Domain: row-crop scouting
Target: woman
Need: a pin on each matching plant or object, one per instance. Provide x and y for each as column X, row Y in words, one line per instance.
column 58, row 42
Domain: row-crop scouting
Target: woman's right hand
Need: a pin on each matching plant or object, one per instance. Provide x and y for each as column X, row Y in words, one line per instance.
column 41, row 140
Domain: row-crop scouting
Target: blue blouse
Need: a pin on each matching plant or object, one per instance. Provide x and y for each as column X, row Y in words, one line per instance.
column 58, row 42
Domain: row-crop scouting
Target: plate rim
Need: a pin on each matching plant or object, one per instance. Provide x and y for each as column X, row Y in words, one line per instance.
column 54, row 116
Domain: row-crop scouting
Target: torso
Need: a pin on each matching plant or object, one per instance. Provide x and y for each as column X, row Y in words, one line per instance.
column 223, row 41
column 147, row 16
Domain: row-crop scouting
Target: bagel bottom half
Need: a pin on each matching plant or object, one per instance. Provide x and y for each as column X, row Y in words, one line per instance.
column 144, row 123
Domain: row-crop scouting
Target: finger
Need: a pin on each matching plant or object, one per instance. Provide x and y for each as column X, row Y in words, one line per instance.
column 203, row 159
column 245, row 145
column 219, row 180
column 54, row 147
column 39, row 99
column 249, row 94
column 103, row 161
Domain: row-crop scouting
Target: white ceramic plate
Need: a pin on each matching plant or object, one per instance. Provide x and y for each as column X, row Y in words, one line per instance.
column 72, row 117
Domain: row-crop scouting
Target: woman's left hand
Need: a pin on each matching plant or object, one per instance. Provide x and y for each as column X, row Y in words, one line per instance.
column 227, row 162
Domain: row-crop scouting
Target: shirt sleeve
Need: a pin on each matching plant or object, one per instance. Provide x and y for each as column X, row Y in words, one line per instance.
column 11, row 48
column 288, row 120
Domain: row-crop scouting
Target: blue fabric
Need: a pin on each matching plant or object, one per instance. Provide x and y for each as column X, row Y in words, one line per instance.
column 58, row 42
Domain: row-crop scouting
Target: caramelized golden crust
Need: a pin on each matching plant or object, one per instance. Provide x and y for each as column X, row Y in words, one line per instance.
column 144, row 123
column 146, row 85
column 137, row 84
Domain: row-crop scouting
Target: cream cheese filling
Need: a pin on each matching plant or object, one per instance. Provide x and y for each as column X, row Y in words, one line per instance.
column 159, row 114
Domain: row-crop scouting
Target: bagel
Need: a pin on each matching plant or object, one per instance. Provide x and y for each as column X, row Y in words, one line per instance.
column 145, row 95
# # #
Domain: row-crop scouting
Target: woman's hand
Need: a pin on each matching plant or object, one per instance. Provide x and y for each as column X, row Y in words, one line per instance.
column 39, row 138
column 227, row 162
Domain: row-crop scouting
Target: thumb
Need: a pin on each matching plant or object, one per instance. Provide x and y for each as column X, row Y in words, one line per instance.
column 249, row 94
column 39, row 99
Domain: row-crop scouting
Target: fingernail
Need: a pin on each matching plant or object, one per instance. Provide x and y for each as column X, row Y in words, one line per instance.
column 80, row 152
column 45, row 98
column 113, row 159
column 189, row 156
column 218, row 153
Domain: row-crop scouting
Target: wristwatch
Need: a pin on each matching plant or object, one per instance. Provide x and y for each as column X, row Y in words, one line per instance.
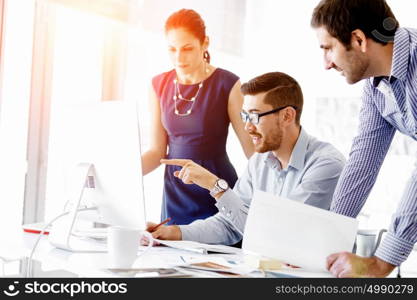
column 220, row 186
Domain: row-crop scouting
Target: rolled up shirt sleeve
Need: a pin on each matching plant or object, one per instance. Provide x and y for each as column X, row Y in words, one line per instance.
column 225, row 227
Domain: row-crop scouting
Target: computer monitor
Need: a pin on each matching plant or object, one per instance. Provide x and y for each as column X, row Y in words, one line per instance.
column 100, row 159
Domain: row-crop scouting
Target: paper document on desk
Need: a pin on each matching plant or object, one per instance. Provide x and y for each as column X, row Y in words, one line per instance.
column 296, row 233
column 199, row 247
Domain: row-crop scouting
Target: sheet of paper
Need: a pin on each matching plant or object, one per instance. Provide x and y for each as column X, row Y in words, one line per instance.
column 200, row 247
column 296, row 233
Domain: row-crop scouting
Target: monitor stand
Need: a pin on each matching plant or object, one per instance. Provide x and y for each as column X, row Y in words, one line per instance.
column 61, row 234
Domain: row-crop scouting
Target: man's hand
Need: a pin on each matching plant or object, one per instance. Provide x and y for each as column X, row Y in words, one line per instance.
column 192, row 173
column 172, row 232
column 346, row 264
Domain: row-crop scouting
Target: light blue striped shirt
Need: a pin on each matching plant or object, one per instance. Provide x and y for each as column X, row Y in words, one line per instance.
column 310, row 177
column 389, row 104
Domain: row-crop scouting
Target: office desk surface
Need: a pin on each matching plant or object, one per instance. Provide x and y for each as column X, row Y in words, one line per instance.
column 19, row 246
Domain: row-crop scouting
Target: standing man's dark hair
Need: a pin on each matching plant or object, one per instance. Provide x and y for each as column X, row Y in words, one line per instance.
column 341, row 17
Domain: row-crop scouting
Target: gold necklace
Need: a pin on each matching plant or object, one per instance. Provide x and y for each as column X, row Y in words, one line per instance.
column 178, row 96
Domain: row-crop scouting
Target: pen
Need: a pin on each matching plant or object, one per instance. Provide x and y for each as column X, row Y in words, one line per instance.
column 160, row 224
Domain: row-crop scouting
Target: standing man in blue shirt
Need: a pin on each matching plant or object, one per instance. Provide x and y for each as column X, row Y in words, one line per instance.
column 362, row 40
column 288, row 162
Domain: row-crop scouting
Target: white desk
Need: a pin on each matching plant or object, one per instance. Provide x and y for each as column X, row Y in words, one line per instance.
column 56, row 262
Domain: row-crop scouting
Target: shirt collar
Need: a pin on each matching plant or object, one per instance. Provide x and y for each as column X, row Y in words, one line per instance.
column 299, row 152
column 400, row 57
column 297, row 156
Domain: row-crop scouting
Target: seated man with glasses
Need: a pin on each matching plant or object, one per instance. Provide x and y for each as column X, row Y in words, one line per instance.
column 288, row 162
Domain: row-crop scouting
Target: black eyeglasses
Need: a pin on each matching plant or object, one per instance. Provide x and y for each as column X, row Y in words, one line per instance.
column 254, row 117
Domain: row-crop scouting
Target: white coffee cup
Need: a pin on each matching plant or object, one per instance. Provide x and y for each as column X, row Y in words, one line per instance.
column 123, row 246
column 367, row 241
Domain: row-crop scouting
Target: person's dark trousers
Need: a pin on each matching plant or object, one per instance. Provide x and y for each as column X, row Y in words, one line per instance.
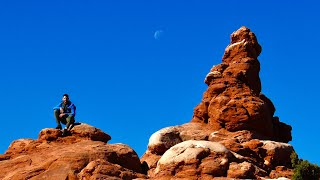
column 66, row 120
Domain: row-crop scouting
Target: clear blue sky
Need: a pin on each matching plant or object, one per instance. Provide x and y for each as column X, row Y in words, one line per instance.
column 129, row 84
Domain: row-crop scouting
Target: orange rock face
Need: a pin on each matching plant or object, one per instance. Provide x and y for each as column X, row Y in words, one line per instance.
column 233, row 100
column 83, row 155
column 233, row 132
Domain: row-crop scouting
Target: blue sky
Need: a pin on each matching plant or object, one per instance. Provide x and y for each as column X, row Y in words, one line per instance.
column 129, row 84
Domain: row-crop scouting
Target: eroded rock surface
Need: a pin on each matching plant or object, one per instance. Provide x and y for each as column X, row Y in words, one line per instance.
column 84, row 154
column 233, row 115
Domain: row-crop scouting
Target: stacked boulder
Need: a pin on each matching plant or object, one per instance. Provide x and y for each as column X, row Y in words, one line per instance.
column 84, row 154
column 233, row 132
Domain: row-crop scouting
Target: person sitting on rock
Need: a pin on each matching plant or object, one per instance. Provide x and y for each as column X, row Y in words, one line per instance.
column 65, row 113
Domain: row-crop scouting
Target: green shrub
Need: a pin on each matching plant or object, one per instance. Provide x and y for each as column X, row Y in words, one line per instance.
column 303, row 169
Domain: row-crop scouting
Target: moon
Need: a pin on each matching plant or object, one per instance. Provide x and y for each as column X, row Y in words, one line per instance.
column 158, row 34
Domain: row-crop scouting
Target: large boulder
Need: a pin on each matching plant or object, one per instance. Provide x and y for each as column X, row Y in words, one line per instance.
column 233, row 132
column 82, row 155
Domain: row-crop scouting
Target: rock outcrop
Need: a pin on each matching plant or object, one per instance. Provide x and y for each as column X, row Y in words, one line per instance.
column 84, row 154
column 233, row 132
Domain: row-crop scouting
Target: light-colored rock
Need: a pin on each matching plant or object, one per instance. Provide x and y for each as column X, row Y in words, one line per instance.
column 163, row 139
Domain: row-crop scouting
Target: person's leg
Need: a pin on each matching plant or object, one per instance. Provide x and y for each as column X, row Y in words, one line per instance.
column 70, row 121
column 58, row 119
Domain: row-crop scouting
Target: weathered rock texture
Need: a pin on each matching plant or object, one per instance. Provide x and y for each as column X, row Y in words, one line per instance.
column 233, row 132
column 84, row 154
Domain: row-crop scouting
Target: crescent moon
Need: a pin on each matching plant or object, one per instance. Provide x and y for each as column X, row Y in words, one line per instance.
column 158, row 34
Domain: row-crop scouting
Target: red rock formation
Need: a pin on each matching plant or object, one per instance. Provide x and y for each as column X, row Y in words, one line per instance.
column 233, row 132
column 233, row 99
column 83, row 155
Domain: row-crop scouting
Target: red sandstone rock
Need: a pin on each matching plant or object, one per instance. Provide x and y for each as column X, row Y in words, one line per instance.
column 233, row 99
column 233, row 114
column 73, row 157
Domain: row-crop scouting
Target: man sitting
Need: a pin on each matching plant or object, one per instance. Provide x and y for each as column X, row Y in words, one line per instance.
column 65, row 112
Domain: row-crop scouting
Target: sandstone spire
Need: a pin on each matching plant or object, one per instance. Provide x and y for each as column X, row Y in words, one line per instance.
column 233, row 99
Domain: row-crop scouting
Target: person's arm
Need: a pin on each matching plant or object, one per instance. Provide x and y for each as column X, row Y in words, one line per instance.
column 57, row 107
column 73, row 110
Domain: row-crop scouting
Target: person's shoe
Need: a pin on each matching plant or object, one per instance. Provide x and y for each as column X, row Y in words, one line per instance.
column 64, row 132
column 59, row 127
# # #
◆ **PROMPT**: Locate each line in the material that contains the word "light", and copy every such line.

◆ **EXERCISE OUTPUT**:
Target: light blue striped shirt
Target: light-colored rock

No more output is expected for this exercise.